▸ **Aim of the task**:
From the line below that contains "Indicate one point for each instance of the blue sky" to the line that contains "Indicate one point for each instance of the flagpole in", repeat every line exactly, both ends included, and nothing else.

======

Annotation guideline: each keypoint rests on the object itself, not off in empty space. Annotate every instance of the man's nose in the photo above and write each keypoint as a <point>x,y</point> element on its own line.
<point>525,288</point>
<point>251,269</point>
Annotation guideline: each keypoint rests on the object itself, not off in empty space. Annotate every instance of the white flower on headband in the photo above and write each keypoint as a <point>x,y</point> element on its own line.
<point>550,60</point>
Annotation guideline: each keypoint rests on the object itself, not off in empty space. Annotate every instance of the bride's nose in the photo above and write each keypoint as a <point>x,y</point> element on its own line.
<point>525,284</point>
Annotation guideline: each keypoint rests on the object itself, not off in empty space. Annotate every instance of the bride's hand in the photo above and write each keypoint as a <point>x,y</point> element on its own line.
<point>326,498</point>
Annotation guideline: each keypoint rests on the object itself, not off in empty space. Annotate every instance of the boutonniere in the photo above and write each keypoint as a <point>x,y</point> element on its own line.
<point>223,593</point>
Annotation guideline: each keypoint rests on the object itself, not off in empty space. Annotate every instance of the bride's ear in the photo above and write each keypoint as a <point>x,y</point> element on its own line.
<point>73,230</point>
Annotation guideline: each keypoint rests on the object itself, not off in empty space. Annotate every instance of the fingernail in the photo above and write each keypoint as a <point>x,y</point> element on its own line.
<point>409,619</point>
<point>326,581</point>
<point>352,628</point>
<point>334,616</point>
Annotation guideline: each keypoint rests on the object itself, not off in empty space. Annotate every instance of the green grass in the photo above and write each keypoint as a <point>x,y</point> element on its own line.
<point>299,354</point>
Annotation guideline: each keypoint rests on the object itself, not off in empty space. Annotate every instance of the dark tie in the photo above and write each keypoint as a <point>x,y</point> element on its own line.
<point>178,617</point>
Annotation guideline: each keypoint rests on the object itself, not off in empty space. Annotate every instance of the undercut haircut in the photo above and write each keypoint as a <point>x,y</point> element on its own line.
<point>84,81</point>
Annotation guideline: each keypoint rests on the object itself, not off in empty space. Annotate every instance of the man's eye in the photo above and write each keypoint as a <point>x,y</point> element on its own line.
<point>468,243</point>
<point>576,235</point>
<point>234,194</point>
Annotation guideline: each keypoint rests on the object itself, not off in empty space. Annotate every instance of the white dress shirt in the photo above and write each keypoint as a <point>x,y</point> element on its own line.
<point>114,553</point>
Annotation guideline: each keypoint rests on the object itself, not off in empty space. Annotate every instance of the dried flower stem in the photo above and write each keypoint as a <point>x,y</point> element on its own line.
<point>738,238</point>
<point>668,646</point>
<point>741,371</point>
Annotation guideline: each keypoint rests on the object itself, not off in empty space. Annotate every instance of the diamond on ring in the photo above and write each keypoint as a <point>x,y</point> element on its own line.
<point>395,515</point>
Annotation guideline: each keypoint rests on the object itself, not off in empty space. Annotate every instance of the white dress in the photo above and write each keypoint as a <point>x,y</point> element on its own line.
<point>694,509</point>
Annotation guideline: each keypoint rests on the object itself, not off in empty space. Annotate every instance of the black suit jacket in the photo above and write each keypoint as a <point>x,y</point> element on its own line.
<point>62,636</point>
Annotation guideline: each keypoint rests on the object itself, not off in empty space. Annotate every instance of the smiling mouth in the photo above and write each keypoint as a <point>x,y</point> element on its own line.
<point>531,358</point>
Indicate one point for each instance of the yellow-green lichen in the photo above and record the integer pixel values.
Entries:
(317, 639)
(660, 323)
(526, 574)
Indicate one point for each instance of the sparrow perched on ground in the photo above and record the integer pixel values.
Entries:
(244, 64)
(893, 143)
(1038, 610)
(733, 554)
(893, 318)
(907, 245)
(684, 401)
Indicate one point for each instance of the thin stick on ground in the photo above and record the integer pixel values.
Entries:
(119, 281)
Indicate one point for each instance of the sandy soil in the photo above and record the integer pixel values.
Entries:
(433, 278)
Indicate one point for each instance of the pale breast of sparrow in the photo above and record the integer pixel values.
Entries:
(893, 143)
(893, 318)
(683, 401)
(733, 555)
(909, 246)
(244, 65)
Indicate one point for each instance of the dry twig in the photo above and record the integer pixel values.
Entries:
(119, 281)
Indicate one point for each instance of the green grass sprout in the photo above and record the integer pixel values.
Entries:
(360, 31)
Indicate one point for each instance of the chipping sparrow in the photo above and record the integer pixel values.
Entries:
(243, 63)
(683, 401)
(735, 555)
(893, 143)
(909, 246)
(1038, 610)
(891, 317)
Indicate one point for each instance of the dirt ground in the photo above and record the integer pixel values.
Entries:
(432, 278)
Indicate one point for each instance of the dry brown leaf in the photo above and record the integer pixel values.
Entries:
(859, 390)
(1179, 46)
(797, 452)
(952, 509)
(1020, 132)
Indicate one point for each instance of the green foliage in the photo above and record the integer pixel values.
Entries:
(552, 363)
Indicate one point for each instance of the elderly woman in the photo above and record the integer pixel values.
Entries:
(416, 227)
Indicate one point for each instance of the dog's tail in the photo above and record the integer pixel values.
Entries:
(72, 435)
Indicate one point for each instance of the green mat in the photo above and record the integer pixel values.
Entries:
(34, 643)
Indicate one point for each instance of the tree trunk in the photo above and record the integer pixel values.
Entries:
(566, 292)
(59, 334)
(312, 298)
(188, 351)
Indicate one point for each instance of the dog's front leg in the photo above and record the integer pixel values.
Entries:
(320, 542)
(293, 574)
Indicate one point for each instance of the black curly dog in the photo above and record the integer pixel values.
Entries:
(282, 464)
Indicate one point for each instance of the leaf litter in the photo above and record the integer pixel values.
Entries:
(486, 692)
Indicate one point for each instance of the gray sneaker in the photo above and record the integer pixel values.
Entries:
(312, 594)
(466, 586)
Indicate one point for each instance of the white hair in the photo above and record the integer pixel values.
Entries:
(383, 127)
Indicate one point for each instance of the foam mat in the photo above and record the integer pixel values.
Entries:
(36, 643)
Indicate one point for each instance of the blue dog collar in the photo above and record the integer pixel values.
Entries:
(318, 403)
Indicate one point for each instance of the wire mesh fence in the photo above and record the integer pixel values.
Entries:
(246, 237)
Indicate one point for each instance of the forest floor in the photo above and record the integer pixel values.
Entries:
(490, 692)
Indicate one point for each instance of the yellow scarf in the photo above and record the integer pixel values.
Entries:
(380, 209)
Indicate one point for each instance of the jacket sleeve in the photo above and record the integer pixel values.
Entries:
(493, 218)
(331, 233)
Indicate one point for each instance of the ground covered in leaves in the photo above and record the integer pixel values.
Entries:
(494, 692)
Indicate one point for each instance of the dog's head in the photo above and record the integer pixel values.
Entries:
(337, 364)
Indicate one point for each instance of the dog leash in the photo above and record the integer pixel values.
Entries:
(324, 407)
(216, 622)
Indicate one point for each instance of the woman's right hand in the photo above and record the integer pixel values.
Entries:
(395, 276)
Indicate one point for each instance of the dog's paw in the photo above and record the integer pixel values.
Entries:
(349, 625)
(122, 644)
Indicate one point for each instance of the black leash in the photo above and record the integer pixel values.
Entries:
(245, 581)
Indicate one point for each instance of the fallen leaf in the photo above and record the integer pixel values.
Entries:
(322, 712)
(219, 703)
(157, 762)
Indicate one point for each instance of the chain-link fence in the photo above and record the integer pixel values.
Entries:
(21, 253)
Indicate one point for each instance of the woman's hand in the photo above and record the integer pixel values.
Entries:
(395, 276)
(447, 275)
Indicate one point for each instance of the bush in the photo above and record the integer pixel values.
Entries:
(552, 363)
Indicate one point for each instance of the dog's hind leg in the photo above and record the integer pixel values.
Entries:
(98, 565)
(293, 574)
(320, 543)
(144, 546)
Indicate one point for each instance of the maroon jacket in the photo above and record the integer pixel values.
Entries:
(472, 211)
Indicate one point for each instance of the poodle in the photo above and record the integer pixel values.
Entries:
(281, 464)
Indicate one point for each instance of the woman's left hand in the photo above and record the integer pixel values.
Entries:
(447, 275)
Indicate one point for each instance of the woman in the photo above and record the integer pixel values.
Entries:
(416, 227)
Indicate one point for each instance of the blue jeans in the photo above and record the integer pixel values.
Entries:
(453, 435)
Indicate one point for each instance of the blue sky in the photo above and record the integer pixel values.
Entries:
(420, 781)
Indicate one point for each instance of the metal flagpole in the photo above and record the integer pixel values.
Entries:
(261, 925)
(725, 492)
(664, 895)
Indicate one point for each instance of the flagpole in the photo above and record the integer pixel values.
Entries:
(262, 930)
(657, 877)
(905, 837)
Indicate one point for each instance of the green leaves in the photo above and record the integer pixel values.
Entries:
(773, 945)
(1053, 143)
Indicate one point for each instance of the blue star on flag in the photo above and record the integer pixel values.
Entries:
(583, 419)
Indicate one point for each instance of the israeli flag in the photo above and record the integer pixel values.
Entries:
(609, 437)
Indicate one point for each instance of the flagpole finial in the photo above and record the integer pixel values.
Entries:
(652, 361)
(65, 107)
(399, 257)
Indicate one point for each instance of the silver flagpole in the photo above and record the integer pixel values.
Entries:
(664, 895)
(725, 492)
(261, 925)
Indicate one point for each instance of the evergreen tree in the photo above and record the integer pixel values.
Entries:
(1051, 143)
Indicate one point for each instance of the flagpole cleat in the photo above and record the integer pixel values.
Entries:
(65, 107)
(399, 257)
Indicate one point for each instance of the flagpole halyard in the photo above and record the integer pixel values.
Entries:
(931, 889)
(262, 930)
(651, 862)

======

▸ **Solved problem**:
Indicate one point for each instance of the blue sky in the photo above and record the integer pixel values.
Entries:
(420, 781)
Indicate one point for each instance of the metal flagpole in the photo above and record the integer pixel values.
Entries:
(261, 925)
(725, 492)
(664, 895)
Indicate one point for each instance of the flagpole in the photo above and record the integer pixel values.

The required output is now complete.